Problem
Omit all images, then return the remaining material exactly as it stands.

▼

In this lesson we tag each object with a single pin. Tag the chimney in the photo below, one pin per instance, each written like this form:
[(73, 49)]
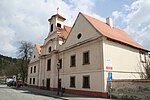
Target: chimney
[(109, 21)]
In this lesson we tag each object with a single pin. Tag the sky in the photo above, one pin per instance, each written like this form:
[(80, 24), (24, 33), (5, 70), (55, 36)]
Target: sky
[(27, 20)]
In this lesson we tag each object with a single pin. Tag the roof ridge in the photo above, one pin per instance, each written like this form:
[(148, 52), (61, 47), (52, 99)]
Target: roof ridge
[(112, 33)]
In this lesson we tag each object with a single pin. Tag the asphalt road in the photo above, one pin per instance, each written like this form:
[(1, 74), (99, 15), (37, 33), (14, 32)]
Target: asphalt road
[(7, 93)]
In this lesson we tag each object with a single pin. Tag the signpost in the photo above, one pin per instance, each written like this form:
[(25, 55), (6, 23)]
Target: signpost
[(110, 82)]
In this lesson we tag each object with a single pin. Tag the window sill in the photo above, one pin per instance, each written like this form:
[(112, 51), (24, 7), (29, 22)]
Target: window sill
[(73, 66), (86, 87), (86, 64), (72, 87)]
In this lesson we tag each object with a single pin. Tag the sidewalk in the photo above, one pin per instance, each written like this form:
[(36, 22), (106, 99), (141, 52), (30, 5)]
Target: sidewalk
[(66, 96)]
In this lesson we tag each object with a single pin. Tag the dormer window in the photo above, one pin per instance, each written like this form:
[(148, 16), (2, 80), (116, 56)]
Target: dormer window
[(49, 49), (51, 27), (143, 57), (58, 25)]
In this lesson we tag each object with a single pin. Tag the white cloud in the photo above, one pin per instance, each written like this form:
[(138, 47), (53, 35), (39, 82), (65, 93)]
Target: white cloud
[(137, 19), (27, 19)]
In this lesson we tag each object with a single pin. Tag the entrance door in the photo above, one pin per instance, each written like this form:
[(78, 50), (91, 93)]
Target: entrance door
[(48, 83)]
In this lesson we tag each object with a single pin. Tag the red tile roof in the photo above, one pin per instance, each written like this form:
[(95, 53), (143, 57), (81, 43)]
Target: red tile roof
[(112, 32), (38, 47), (64, 32), (59, 16)]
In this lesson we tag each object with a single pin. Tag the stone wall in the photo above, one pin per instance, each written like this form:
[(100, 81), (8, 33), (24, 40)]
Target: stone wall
[(131, 89)]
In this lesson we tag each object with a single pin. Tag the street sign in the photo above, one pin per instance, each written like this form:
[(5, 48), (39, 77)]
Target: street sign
[(110, 76)]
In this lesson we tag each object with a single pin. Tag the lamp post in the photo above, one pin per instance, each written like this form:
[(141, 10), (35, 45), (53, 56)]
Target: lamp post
[(58, 68)]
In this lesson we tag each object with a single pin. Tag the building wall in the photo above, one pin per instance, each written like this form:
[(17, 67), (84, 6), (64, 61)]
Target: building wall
[(33, 74), (94, 70), (125, 61), (34, 62)]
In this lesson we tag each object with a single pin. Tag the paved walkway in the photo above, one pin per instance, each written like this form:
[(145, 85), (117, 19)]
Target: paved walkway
[(66, 96)]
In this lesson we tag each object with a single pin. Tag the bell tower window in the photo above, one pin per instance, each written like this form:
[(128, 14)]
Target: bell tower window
[(49, 49), (58, 25), (51, 27)]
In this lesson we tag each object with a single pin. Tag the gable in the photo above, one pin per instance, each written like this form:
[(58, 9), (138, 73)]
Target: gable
[(81, 31), (113, 33), (35, 54)]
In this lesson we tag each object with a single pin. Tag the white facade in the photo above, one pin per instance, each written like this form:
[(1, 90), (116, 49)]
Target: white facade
[(86, 58)]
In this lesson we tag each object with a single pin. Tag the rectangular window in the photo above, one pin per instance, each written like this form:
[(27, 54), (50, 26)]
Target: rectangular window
[(48, 83), (31, 70), (33, 80), (34, 69), (51, 27), (30, 80), (48, 64), (72, 61), (60, 62), (72, 81), (58, 25), (86, 59), (86, 82)]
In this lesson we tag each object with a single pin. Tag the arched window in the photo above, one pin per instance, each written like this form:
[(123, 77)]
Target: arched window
[(51, 27), (49, 49), (58, 25)]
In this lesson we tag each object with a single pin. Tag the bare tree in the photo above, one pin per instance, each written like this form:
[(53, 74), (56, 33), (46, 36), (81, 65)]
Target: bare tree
[(24, 54)]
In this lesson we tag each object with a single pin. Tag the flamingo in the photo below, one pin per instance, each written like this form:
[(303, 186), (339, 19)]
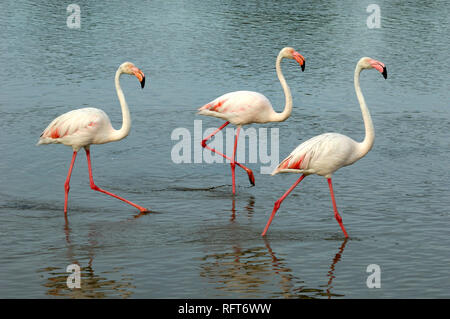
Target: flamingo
[(246, 107), (83, 127), (326, 153)]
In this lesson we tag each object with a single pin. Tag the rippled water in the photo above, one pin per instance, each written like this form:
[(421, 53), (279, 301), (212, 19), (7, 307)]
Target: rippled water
[(200, 241)]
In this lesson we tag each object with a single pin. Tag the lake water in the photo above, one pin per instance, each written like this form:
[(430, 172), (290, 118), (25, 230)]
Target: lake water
[(200, 241)]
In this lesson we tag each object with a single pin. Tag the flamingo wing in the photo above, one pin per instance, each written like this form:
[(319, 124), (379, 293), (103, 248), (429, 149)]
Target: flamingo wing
[(82, 125), (240, 107), (322, 155)]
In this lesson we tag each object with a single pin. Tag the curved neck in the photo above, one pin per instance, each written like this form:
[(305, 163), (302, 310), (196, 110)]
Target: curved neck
[(126, 119), (366, 145), (279, 117)]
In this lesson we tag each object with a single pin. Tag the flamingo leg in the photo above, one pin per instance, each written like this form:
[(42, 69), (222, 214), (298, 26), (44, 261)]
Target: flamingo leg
[(251, 177), (277, 204), (96, 188), (233, 161), (67, 183), (336, 214)]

▲

Reply to the task
In this lesson we tag each object with a single pin. Tag the chimney in the photo below, one pin per instance, each written like this form:
[(73, 49)]
Target: chimney
[(109, 21)]
In this lesson we tag each object with a single pin. Tag the sky in the photo above, one pin per instance, each written like this form:
[(80, 24), (24, 33), (5, 70), (55, 36)]
Target: sky
[(27, 20)]
In this lesson we tag each object with a single pin. Tag the roof ridge in the photo above, one pin per instance, each written like this form:
[(148, 52), (61, 47), (52, 99)]
Target: roof ridge
[(112, 33)]
In this lesson we tag each object with a single pin. Tag the asphalt road in the photo above, one pin per instance, each written like this form:
[(1, 74), (99, 15), (37, 33), (14, 32)]
Target: asphalt road
[(7, 93)]
In this lesson we tag each object with a single pin. Tag the signpost in the photo above, one pin per instance, each written like this form:
[(25, 55), (6, 23)]
Target: signpost
[(110, 82)]
In this lesson we tag each object with a single pin. Tag the window sill in the photo above, one pin per instance, each written like this form:
[(112, 51), (24, 7), (29, 22)]
Target: window sill
[(73, 66), (86, 87), (86, 64), (72, 87)]
In this lesson we tag each object with a single pin. Tag the sidewalk in the photo above, one pin per instance, each written like this form:
[(36, 22), (106, 99), (141, 52), (30, 5)]
Target: sidewalk
[(66, 96)]
In this lesson we tag each object with a single pin. Tag the dormer window in the photo above, one pin per instance, each written like this form:
[(148, 16), (2, 80), (116, 56)]
Target: dormer window
[(49, 49), (51, 27), (143, 57), (58, 25)]
In this lesson we tag each object with a single pin. Tag the white cloud in the photo above, one pin per instance, each written like this form:
[(138, 47), (53, 35), (39, 82), (65, 93)]
Target: white cloud
[(137, 19), (27, 19)]
In this lesson we tag each object with a single pin. Tag the entrance door in the photo above, one pin per instance, each written like this form:
[(78, 50), (91, 93)]
Target: entrance door
[(48, 83)]
In this lesson we tag each object with a single pin. Tag the red tile roof in the photo above, one pin per instance, each written like this form:
[(95, 53), (143, 57), (81, 43)]
Target: red tile roof
[(112, 32), (38, 47), (64, 32), (59, 16)]
In this lesson we tag each object with a single pin. Tag the stone wall in the photo above, one pin per instance, each written like this form:
[(100, 81), (8, 33), (24, 40)]
Target: stone wall
[(131, 89)]
In this lesson we tag each object with a single pin. Tag the street sign in the photo above, one pin per instance, each written like this form:
[(5, 48), (39, 77)]
Target: street sign
[(110, 76)]
In this lesson we tag each object with a single pin. Tag the lamp post in the photo above, one pin per instance, each written like this form:
[(141, 10), (35, 45), (53, 56)]
Target: lamp post
[(58, 68)]
In this lesson we tag each object with a single pin. Tag the building wall in the photo above, one pin per instance, each written like this form:
[(17, 67), (84, 6), (64, 61)]
Target: building wall
[(33, 74), (94, 70), (125, 61), (34, 62)]
In this lesson we tag each object with a single pin. Tag the paved walkway in the photo above, one pin per instance, each written like this form:
[(145, 85), (117, 19)]
Target: paved walkway
[(66, 96)]
In this lesson we tag each object with a single pin. Tag the bell tower window in the photo above, one pin per instance, each written like this form:
[(128, 14)]
Target: bell tower window
[(49, 49), (58, 25), (51, 27)]
In this lesson we tag each object with a single pin. Tag the gable in the photo above, one pin per instance, each written like this form:
[(58, 9), (138, 73)]
Target: gable
[(81, 31), (113, 33), (35, 54)]
In this lesson we tag each object with a single pin. Tag the white facade in the photo above, one pin per instance, each written like this form:
[(1, 90), (116, 49)]
Target: white facade
[(86, 58)]
In this lesson we tag each object with a single pin. Tag the rectangular window in the photo above, one pin per instance, each written like this form:
[(27, 54), (50, 26)]
Target: rectangular window
[(48, 83), (31, 70), (33, 80), (34, 69), (51, 27), (30, 80), (48, 64), (72, 61), (60, 62), (72, 81), (58, 25), (86, 59), (86, 82)]
In this lesson we tag each object with a single pin. Tag the arched window in the photo above, one pin per instance, each written like this form:
[(123, 77)]
Target: arched window
[(51, 27), (49, 49), (58, 25)]
In this lesson we tag each object with a single pin. Tag the bare tree in the photo above, one pin per instance, each written like this form:
[(53, 74), (56, 33), (46, 36), (81, 65)]
Target: bare tree
[(24, 54)]
In this lesson we tag each object with a single pin. Tag the flamingo in the photo below, one pin per instance, each written like this form:
[(303, 186), (339, 19)]
Target: flamingo
[(246, 107), (83, 127), (326, 153)]
In this lesson we tag each object with a single pin. Tag the rippled water in the photo above, one pin per instance, each written like this form:
[(421, 53), (279, 301), (212, 19), (7, 307)]
Target: rippled water
[(200, 241)]
In this lesson we tag each object with a single pin. Tag the lake water in the photo above, one pin per instance, each written like this form:
[(430, 172), (290, 118), (25, 230)]
Target: lake water
[(200, 241)]
In this lesson we tag each object with a single pin. Tag the flamingo wing in the photo above, one pin per instance, each written like this form:
[(319, 124), (379, 293), (103, 248), (429, 149)]
Target: flamingo wing
[(82, 125), (240, 107), (322, 155)]
In this lesson we tag each object with a single pin. Tag the curved neck in the photo above, one pin per instance, each written like this form:
[(305, 163), (302, 310), (196, 110)]
Target: curved neck
[(126, 119), (366, 145), (279, 117)]
In this lesson we tag each object with a single pin. Tag the flamingo leg in the photo above, one pin per instance, each written like this form:
[(42, 69), (222, 214), (298, 26), (44, 261)]
Target: flamingo leg
[(251, 177), (277, 204), (96, 188), (233, 161), (67, 183), (336, 214)]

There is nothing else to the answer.